Natural-language object grounding data
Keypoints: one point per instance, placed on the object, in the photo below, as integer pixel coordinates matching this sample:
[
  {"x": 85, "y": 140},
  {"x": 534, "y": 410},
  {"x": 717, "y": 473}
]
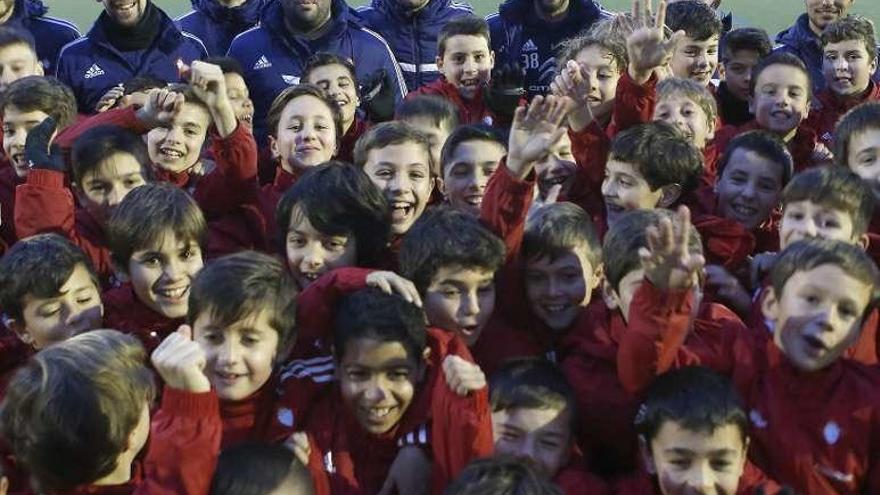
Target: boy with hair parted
[
  {"x": 480, "y": 92},
  {"x": 849, "y": 59},
  {"x": 155, "y": 237},
  {"x": 26, "y": 102},
  {"x": 534, "y": 417},
  {"x": 800, "y": 390},
  {"x": 694, "y": 436},
  {"x": 103, "y": 374}
]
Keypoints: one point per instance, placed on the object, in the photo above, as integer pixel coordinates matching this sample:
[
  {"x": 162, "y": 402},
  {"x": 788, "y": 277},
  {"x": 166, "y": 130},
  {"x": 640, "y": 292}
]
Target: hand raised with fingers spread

** Exercise details **
Your answer should consist only of the lines from the one with "photo above, as" through the end of the data above, reproduced exactly.

** Written reply **
Keypoints: one point per instance, placed on the object, in the photo above, as integer pixel coordinates matching this sample:
[
  {"x": 162, "y": 402},
  {"x": 788, "y": 277},
  {"x": 166, "y": 130},
  {"x": 640, "y": 292}
]
Target: hand raised with fingers spread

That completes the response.